In the lines below, output everything from the first line through the line containing "bird's foot" exactly as it is. Pictures are not part of the output.

+---+

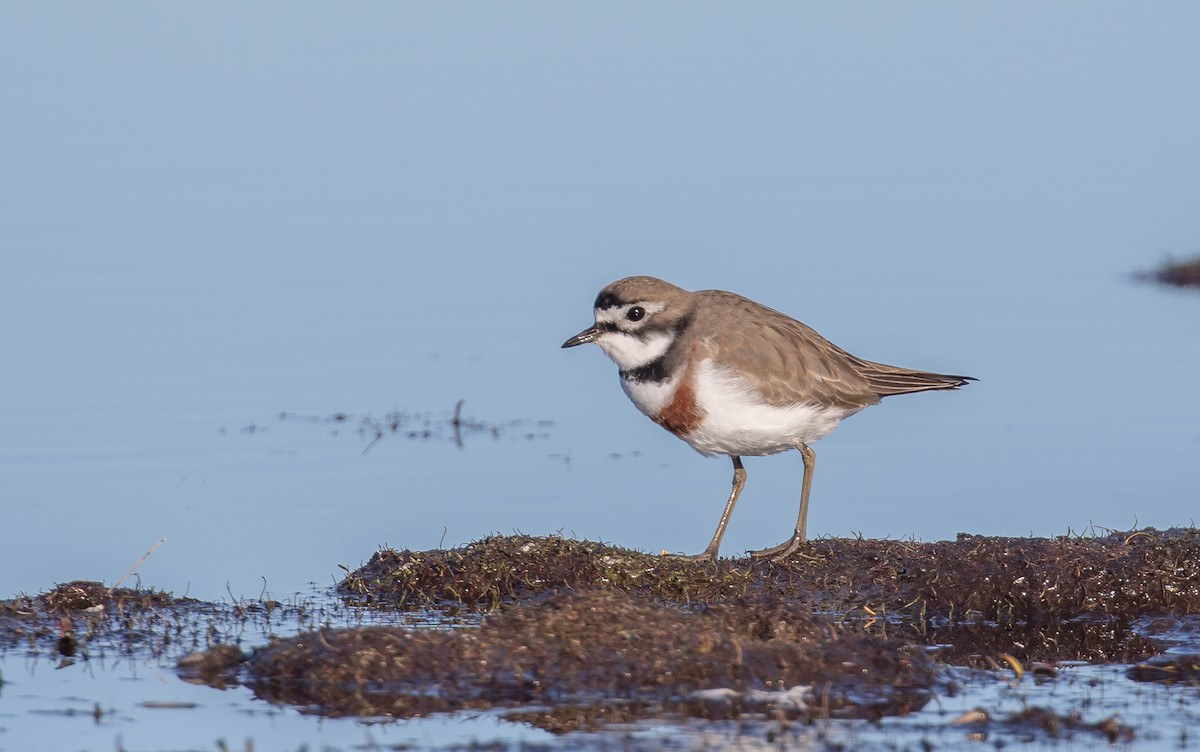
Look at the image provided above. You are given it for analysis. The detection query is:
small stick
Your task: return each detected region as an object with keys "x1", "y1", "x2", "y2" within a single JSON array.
[
  {"x1": 452, "y1": 399, "x2": 465, "y2": 449},
  {"x1": 109, "y1": 537, "x2": 167, "y2": 596}
]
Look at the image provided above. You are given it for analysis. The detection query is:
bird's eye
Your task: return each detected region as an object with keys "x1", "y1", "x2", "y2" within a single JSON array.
[{"x1": 626, "y1": 306, "x2": 645, "y2": 322}]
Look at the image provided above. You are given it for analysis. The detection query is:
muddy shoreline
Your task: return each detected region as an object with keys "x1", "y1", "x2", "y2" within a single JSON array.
[{"x1": 4, "y1": 529, "x2": 1198, "y2": 744}]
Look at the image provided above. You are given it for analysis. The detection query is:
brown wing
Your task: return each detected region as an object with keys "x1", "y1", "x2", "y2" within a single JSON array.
[
  {"x1": 694, "y1": 291, "x2": 973, "y2": 407},
  {"x1": 693, "y1": 292, "x2": 881, "y2": 410}
]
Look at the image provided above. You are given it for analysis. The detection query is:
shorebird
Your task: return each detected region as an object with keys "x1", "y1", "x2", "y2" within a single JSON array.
[{"x1": 562, "y1": 276, "x2": 973, "y2": 561}]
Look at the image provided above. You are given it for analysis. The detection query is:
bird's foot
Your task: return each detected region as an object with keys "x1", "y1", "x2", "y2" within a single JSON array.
[
  {"x1": 664, "y1": 549, "x2": 719, "y2": 563},
  {"x1": 749, "y1": 535, "x2": 805, "y2": 562}
]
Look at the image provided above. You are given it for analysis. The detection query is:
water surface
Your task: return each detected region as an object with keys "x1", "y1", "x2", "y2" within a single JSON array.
[{"x1": 2, "y1": 3, "x2": 1199, "y2": 749}]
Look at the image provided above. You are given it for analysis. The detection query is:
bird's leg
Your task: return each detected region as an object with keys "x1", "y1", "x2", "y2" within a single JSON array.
[
  {"x1": 749, "y1": 443, "x2": 815, "y2": 561},
  {"x1": 671, "y1": 456, "x2": 746, "y2": 562}
]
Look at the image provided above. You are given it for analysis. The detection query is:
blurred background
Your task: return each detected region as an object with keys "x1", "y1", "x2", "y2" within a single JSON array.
[{"x1": 3, "y1": 3, "x2": 1198, "y2": 600}]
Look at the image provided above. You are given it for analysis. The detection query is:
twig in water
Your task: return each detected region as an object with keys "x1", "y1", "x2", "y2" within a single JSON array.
[
  {"x1": 452, "y1": 399, "x2": 465, "y2": 449},
  {"x1": 361, "y1": 417, "x2": 385, "y2": 456},
  {"x1": 109, "y1": 537, "x2": 167, "y2": 596}
]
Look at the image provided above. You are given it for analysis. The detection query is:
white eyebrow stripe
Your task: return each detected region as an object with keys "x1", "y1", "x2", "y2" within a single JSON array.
[{"x1": 594, "y1": 302, "x2": 666, "y2": 324}]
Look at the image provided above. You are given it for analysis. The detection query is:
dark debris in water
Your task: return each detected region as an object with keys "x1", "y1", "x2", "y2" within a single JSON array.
[
  {"x1": 925, "y1": 618, "x2": 1158, "y2": 668},
  {"x1": 953, "y1": 705, "x2": 1135, "y2": 744},
  {"x1": 1140, "y1": 254, "x2": 1200, "y2": 289},
  {"x1": 0, "y1": 579, "x2": 369, "y2": 668},
  {"x1": 226, "y1": 399, "x2": 556, "y2": 451},
  {"x1": 1128, "y1": 613, "x2": 1200, "y2": 683},
  {"x1": 1128, "y1": 652, "x2": 1200, "y2": 683},
  {"x1": 0, "y1": 580, "x2": 187, "y2": 658}
]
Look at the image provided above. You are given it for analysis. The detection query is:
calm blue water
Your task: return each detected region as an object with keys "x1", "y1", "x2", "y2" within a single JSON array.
[
  {"x1": 4, "y1": 3, "x2": 1200, "y2": 601},
  {"x1": 2, "y1": 4, "x2": 1199, "y2": 748}
]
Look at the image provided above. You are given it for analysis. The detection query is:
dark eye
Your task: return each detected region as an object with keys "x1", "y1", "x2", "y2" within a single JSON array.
[{"x1": 626, "y1": 306, "x2": 645, "y2": 322}]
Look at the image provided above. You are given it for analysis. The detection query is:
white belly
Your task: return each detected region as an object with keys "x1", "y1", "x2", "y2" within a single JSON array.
[{"x1": 682, "y1": 359, "x2": 858, "y2": 456}]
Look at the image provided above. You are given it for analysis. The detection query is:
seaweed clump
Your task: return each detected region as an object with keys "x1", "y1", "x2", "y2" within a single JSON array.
[
  {"x1": 339, "y1": 534, "x2": 754, "y2": 611},
  {"x1": 0, "y1": 580, "x2": 197, "y2": 664},
  {"x1": 244, "y1": 588, "x2": 935, "y2": 721},
  {"x1": 341, "y1": 529, "x2": 1200, "y2": 628},
  {"x1": 176, "y1": 528, "x2": 1200, "y2": 731}
]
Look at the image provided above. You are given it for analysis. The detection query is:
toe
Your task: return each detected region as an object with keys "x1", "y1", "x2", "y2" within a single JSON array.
[{"x1": 750, "y1": 535, "x2": 804, "y2": 561}]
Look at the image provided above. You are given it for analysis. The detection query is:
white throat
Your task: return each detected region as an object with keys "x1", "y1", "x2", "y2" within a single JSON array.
[{"x1": 596, "y1": 330, "x2": 674, "y2": 370}]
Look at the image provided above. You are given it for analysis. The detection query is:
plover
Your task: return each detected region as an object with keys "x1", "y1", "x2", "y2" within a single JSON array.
[{"x1": 562, "y1": 276, "x2": 974, "y2": 561}]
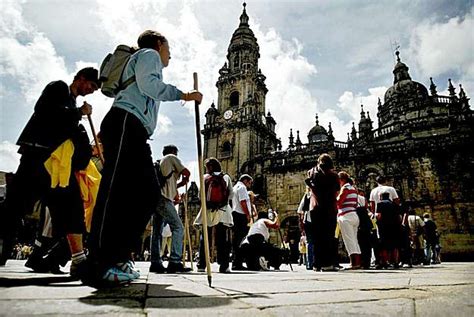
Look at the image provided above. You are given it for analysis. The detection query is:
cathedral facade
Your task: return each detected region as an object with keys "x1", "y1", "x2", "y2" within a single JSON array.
[{"x1": 202, "y1": 4, "x2": 474, "y2": 258}]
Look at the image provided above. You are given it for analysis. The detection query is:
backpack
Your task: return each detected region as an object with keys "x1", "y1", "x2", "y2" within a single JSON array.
[
  {"x1": 99, "y1": 45, "x2": 138, "y2": 98},
  {"x1": 204, "y1": 173, "x2": 229, "y2": 210},
  {"x1": 153, "y1": 160, "x2": 173, "y2": 188}
]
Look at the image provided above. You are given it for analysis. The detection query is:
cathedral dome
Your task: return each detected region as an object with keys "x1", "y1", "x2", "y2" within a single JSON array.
[
  {"x1": 384, "y1": 79, "x2": 429, "y2": 104},
  {"x1": 308, "y1": 115, "x2": 328, "y2": 143},
  {"x1": 380, "y1": 51, "x2": 429, "y2": 126}
]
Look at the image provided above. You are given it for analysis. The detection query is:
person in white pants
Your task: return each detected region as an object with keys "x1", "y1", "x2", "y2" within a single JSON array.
[{"x1": 337, "y1": 172, "x2": 361, "y2": 269}]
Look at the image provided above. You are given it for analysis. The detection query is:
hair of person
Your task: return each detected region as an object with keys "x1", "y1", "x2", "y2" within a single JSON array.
[
  {"x1": 74, "y1": 67, "x2": 100, "y2": 85},
  {"x1": 317, "y1": 153, "x2": 334, "y2": 171},
  {"x1": 204, "y1": 157, "x2": 222, "y2": 173},
  {"x1": 423, "y1": 213, "x2": 431, "y2": 219},
  {"x1": 257, "y1": 211, "x2": 268, "y2": 220},
  {"x1": 338, "y1": 171, "x2": 351, "y2": 183},
  {"x1": 376, "y1": 175, "x2": 386, "y2": 184},
  {"x1": 162, "y1": 144, "x2": 178, "y2": 156},
  {"x1": 137, "y1": 30, "x2": 167, "y2": 49},
  {"x1": 239, "y1": 174, "x2": 253, "y2": 182}
]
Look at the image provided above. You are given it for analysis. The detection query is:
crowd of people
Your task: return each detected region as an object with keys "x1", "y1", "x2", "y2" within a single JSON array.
[
  {"x1": 0, "y1": 29, "x2": 441, "y2": 288},
  {"x1": 298, "y1": 157, "x2": 441, "y2": 271}
]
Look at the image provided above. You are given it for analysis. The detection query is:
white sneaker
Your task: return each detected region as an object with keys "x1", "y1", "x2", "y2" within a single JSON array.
[
  {"x1": 117, "y1": 261, "x2": 140, "y2": 280},
  {"x1": 259, "y1": 257, "x2": 269, "y2": 271}
]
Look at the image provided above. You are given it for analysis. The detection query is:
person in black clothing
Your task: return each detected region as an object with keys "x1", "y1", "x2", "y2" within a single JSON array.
[
  {"x1": 305, "y1": 153, "x2": 340, "y2": 271},
  {"x1": 376, "y1": 192, "x2": 401, "y2": 268},
  {"x1": 0, "y1": 68, "x2": 100, "y2": 275},
  {"x1": 423, "y1": 213, "x2": 440, "y2": 264}
]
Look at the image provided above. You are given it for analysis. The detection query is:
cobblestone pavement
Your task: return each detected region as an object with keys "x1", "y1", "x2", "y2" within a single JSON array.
[{"x1": 0, "y1": 260, "x2": 473, "y2": 316}]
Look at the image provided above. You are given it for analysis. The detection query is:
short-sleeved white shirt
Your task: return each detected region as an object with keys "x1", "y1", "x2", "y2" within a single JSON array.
[
  {"x1": 248, "y1": 219, "x2": 270, "y2": 241},
  {"x1": 232, "y1": 181, "x2": 251, "y2": 215},
  {"x1": 369, "y1": 185, "x2": 399, "y2": 212}
]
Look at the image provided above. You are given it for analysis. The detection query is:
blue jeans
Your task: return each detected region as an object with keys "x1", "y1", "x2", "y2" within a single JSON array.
[{"x1": 151, "y1": 197, "x2": 184, "y2": 264}]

+---+

## [Written answer]
Look at the image provided above. You are given it for analysis. The detection query is:
small stick
Your task: return each detected region as an object with keys "x1", "y1", "x2", "y2" within a single JSON array.
[
  {"x1": 452, "y1": 399, "x2": 465, "y2": 449},
  {"x1": 109, "y1": 537, "x2": 167, "y2": 596}
]
Look at the image provided above. You are given it for analysis. The detection query is:
bird's eye
Your task: return each detected region as an object with keys "x1", "y1", "x2", "y2" within a single JSON array.
[{"x1": 626, "y1": 306, "x2": 645, "y2": 322}]
Look at the image provided above. You are given it for analysis. The detection query is:
muddy shoreline
Your task: return each detected region as an object with keys "x1", "y1", "x2", "y2" within a single JSON array.
[{"x1": 4, "y1": 529, "x2": 1198, "y2": 744}]
Look at the image provided above. You are given it for analysis. The detection query is:
brown wing
Your task: return each detected region as an object with keys "x1", "y1", "x2", "y2" within a single JSON array.
[
  {"x1": 694, "y1": 291, "x2": 973, "y2": 407},
  {"x1": 693, "y1": 292, "x2": 881, "y2": 410}
]
Look at the image provided above. You are given it for analysis. The detection query is:
shorebird
Your task: return each detected region as an object with keys "x1", "y1", "x2", "y2" within a single JSON array.
[{"x1": 562, "y1": 276, "x2": 973, "y2": 561}]
Look at the image provided above. You are given it for analysis. The detection query is:
bird's foot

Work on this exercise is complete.